* Set problem:
Write out every line of the material below as a JSON list of strings, one string per line, with blank lines omitted.

* Data lines:
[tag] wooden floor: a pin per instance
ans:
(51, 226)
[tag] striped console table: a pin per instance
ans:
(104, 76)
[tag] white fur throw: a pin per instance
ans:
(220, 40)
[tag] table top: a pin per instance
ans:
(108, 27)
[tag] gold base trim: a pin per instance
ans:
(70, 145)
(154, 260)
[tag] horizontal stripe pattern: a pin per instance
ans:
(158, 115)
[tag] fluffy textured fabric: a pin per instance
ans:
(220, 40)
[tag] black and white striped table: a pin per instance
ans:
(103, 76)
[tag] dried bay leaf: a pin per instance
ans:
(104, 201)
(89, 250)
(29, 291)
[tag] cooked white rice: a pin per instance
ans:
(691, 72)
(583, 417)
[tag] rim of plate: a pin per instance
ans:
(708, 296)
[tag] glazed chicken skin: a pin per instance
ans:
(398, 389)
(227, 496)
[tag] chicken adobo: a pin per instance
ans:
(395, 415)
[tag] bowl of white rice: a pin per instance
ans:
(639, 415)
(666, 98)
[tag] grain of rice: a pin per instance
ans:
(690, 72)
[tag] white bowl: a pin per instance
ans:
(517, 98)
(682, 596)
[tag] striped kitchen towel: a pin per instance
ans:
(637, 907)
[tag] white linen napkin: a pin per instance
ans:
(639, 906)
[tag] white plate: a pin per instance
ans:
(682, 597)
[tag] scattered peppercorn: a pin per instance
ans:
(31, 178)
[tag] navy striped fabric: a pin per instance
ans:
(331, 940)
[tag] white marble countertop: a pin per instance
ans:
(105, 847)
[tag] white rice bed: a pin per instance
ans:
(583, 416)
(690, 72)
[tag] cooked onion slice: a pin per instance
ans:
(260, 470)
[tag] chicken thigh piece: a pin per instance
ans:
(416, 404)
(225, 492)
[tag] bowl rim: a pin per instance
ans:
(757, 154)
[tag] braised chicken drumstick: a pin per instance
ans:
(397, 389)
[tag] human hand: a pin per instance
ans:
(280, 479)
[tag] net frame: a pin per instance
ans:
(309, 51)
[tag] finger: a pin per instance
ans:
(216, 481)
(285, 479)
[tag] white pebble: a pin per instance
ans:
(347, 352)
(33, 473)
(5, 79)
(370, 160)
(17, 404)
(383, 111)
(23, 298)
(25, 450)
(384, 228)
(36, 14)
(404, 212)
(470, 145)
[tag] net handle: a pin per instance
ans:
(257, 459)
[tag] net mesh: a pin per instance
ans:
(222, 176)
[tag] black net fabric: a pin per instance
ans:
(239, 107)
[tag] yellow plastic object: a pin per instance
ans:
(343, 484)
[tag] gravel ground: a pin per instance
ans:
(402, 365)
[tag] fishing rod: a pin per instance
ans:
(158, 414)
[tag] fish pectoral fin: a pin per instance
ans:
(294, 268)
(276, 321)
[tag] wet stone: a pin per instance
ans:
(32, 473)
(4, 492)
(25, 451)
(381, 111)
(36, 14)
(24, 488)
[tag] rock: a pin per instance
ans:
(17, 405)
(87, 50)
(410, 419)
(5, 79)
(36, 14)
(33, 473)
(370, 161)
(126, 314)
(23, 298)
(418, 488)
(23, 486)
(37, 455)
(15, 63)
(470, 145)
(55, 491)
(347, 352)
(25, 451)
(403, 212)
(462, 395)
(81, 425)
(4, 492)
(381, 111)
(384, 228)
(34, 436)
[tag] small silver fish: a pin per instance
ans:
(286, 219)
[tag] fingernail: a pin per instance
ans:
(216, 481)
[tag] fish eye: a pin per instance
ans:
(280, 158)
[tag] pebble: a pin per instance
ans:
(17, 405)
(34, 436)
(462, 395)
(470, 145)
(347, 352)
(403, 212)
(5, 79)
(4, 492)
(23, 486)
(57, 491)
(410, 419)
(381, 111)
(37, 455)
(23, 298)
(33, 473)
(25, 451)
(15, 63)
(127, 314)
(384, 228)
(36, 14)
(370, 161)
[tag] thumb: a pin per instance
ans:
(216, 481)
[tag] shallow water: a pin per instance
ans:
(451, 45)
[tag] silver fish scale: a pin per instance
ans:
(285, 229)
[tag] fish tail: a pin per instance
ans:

* Task result:
[
  "[tag] wooden floor: a pin per instance",
  "ans:",
  "(51, 226)",
  "[tag] striped console table: a pin per instance",
  "ans:",
  "(104, 76)",
  "[tag] white fur throw: a pin per instance",
  "ans:",
  "(220, 40)",
  "[tag] table top: a pin per instance",
  "ans:",
  "(108, 27)",
  "[tag] gold base trim: a pin per instance",
  "ans:",
  "(70, 145)",
  "(154, 260)",
  "[tag] horizontal stripe pattern: a pin per instance",
  "ans:",
  "(158, 115)",
  "[tag] fluffy textured fabric: a pin per instance",
  "ans:",
  "(220, 40)",
  "[tag] black and white striped table: a pin per instance",
  "ans:",
  "(103, 76)",
  "[tag] dried bay leaf: a pin per instance",
  "ans:",
  "(104, 201)",
  "(89, 250)",
  "(29, 291)",
  "[tag] cooked white rice: a pin per instance",
  "ans:",
  "(691, 72)",
  "(583, 417)",
  "[tag] rim of plate: a pin per instance",
  "ans:",
  "(708, 296)",
  "[tag] glazed chicken skin: a pin per instance",
  "ans:",
  "(398, 389)",
  "(227, 496)",
  "[tag] chicken adobo: a pin per instance",
  "ans:",
  "(395, 415)",
  "[tag] bowl of white rice: a pin per instance",
  "ans:",
  "(639, 415)",
  "(666, 98)",
  "[tag] grain of rice: a pin per instance",
  "ans:",
  "(690, 72)",
  "[tag] white bowl: a pin per instance",
  "ans:",
  "(517, 98)",
  "(682, 596)",
  "[tag] striped kitchen towel: a pin per instance",
  "ans:",
  "(637, 907)",
  "[tag] white linen napkin: a pin per instance",
  "ans:",
  "(639, 906)",
  "[tag] white plate: a pin per instance",
  "ans:",
  "(682, 597)",
  "[tag] scattered peppercorn: a pin per instance",
  "ans:",
  "(31, 178)",
  "[tag] navy striped fabric: a pin per instance",
  "ans:",
  "(331, 940)",
  "[tag] white marble countertop: a pin per instance",
  "ans:",
  "(105, 847)",
  "[tag] white rice bed: a pin per instance",
  "ans:",
  "(583, 416)",
  "(690, 72)",
  "[tag] cooked onion slice: a pin per instance",
  "ans:",
  "(260, 470)",
  "[tag] chicken thigh piece: a pin per instance",
  "ans:",
  "(416, 404)",
  "(225, 492)",
  "[tag] bowl rim: a pin per instance",
  "ans:",
  "(757, 154)",
  "[tag] braised chicken drumstick: a pin per instance",
  "ans:",
  "(397, 389)",
  "[tag] human hand: a pin per instance",
  "ans:",
  "(280, 479)",
  "[tag] net frame: a pin per instance",
  "ans:",
  "(309, 51)",
  "[tag] finger: a pin per instance",
  "ans:",
  "(216, 481)",
  "(285, 479)",
  "[tag] white pebble: a pin per instance",
  "ans:",
  "(347, 352)",
  "(33, 473)",
  "(5, 79)",
  "(370, 160)",
  "(17, 404)",
  "(383, 111)",
  "(23, 298)",
  "(25, 450)",
  "(384, 228)",
  "(36, 14)",
  "(404, 212)",
  "(470, 145)",
  "[tag] net handle: a pin per instance",
  "ans:",
  "(257, 459)",
  "[tag] net mesh: a pin per instance",
  "ans:",
  "(222, 176)",
  "[tag] black net fabric: a pin per instance",
  "ans:",
  "(239, 107)",
  "[tag] yellow plastic object: a pin per instance",
  "ans:",
  "(343, 484)",
  "[tag] gravel ground: a pin per instance",
  "ans:",
  "(402, 365)",
  "[tag] fishing rod: a pin per instance",
  "ans:",
  "(158, 414)",
  "[tag] fish pectoral fin: a pin per instance",
  "ans:",
  "(294, 268)",
  "(276, 321)",
  "[tag] wet stone: a pin per instance",
  "ans:",
  "(32, 473)",
  "(4, 492)",
  "(25, 451)",
  "(381, 111)",
  "(36, 14)",
  "(24, 488)",
  "[tag] rock: a pin per instance",
  "ans:",
  "(17, 405)",
  "(87, 50)",
  "(410, 419)",
  "(5, 79)",
  "(36, 14)",
  "(33, 473)",
  "(370, 161)",
  "(126, 314)",
  "(23, 298)",
  "(418, 488)",
  "(23, 486)",
  "(37, 455)",
  "(15, 63)",
  "(470, 145)",
  "(55, 491)",
  "(347, 352)",
  "(25, 451)",
  "(403, 212)",
  "(462, 395)",
  "(81, 425)",
  "(4, 492)",
  "(381, 111)",
  "(384, 228)",
  "(34, 436)",
  "[tag] small silver fish: a pin per instance",
  "ans:",
  "(286, 219)",
  "[tag] fingernail: a pin per instance",
  "ans:",
  "(216, 481)",
  "[tag] fish eye: a pin per instance",
  "ans:",
  "(280, 158)",
  "[tag] pebble: a pin per instance",
  "ans:",
  "(17, 405)",
  "(34, 436)",
  "(462, 395)",
  "(470, 145)",
  "(347, 352)",
  "(403, 212)",
  "(5, 79)",
  "(4, 492)",
  "(23, 486)",
  "(57, 491)",
  "(410, 419)",
  "(381, 111)",
  "(37, 455)",
  "(23, 298)",
  "(33, 473)",
  "(25, 451)",
  "(15, 63)",
  "(127, 314)",
  "(384, 228)",
  "(36, 14)",
  "(370, 161)",
  "[tag] thumb: a pin per instance",
  "ans:",
  "(216, 481)",
  "[tag] shallow water: a pin per instance",
  "ans:",
  "(451, 45)",
  "[tag] silver fish scale: a pin per instance",
  "ans:",
  "(285, 229)",
  "[tag] fish tail: a pin per instance",
  "ans:"
]